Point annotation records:
— start —
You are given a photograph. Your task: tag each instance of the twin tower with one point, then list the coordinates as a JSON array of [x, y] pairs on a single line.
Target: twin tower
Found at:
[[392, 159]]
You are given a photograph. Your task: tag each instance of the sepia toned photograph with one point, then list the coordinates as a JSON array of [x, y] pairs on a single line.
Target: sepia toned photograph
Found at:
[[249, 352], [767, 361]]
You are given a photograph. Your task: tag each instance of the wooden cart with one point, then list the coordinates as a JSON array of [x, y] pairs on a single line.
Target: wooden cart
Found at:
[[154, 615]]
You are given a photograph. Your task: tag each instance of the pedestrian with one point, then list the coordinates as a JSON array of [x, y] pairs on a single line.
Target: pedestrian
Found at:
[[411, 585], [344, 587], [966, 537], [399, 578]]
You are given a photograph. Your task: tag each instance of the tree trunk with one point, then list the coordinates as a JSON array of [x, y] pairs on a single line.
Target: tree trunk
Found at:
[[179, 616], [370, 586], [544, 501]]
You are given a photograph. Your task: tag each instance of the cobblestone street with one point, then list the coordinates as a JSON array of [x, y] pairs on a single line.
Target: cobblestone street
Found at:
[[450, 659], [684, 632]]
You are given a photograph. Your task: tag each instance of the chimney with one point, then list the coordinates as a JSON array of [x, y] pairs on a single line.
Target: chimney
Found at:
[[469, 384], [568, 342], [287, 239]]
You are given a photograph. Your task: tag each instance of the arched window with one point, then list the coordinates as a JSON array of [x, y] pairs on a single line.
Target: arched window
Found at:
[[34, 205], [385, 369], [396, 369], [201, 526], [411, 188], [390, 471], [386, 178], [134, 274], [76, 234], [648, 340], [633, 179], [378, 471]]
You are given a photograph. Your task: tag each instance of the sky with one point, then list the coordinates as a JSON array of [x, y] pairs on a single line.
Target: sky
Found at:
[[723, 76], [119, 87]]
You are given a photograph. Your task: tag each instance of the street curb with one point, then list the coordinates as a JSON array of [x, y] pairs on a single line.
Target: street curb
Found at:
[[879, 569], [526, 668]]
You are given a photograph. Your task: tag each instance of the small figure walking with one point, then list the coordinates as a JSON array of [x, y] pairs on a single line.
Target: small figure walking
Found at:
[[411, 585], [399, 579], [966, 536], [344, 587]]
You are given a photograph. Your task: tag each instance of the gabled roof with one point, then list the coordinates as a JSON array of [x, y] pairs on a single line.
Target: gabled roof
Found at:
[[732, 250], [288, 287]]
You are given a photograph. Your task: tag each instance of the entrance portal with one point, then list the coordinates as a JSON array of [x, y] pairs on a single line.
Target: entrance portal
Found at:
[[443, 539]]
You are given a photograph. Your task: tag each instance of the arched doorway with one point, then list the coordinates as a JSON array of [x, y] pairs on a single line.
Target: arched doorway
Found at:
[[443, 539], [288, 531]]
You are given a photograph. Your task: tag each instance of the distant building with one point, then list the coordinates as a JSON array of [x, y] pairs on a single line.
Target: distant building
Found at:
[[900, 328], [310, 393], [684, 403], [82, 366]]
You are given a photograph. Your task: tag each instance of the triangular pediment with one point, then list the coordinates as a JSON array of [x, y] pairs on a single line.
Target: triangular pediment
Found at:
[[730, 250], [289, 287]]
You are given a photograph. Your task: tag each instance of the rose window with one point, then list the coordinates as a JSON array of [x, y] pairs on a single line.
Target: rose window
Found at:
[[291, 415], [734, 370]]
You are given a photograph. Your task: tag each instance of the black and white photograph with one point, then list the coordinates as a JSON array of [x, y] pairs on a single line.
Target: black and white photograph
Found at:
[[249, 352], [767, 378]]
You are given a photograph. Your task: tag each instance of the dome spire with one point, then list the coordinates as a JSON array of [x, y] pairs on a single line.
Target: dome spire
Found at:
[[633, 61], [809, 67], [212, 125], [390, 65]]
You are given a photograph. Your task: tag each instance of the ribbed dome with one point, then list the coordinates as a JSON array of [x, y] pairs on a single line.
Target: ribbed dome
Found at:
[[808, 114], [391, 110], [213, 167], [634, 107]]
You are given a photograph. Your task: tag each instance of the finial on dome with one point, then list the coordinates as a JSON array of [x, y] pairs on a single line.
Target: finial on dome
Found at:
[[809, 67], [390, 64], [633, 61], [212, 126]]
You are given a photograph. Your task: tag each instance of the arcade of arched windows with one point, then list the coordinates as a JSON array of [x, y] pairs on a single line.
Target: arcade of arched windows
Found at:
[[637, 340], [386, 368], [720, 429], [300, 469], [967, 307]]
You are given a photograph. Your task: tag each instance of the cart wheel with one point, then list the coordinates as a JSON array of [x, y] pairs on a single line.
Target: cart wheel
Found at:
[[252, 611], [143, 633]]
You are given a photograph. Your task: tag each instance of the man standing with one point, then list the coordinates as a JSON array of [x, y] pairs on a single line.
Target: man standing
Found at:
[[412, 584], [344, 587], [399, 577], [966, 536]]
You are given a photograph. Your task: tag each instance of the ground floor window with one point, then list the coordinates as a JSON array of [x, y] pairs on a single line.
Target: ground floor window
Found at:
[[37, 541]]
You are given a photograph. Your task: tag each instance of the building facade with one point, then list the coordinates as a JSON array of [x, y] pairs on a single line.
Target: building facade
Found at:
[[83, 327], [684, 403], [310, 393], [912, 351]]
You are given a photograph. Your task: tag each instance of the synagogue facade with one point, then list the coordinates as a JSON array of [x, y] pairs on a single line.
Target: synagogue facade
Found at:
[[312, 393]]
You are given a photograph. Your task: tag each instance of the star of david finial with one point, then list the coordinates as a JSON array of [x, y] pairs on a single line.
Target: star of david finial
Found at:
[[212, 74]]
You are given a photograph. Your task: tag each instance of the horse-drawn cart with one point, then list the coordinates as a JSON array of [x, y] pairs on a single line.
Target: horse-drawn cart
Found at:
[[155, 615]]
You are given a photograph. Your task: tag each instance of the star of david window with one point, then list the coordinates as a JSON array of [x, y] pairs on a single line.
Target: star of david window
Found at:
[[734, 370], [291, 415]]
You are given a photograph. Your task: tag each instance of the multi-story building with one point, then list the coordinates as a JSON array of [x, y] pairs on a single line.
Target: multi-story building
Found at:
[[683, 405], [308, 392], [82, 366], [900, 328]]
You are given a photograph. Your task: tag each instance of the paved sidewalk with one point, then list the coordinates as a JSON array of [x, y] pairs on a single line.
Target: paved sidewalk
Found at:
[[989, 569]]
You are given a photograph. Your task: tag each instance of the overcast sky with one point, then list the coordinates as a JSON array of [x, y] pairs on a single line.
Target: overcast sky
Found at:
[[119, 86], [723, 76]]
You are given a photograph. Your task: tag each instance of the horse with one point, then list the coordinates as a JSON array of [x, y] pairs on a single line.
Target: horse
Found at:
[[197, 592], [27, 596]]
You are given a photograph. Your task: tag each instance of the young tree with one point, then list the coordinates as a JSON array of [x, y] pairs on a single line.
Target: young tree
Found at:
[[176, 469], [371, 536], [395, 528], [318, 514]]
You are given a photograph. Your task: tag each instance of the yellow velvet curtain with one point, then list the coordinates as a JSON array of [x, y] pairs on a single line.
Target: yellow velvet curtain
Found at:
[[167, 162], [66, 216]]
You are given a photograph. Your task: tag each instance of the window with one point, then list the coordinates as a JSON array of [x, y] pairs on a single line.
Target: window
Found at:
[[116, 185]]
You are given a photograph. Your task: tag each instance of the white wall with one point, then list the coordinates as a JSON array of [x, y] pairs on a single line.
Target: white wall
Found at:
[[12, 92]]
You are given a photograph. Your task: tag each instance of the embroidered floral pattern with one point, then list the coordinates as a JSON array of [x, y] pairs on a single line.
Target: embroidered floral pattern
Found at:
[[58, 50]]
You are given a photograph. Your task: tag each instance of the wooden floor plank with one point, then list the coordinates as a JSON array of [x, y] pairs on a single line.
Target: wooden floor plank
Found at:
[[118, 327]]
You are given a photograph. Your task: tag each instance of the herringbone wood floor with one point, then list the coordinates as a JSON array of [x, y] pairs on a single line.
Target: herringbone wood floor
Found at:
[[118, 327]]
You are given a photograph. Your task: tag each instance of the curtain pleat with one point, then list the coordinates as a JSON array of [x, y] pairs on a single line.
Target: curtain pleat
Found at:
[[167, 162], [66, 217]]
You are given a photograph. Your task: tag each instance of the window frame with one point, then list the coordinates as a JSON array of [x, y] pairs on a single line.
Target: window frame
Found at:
— end —
## [The task]
Render the listing from the line with "of the ground" to the line with "[[83, 327], [684, 403], [310, 393], [912, 351]]" as a two-column CSV with the headers input and output. Put each text and its answer together on one row, with each value in one quoted field and line breaks changed to spaces.

## [Answer to this problem]
input,output
"You are given a photograph. Your task: tag each instance of the ground floor window with one point, then list the coordinates as a JSON array of [x, y] pairs on a single line. Target: ground floor window Found at:","[[37, 541]]"
"You are given a photograph. Your task: tag each instance of the building facade with one point, then list the coordinates as a JSON array of [x, y] pairs on a single line. Target: building facade Found at:","[[83, 327], [684, 403], [310, 393], [912, 351]]"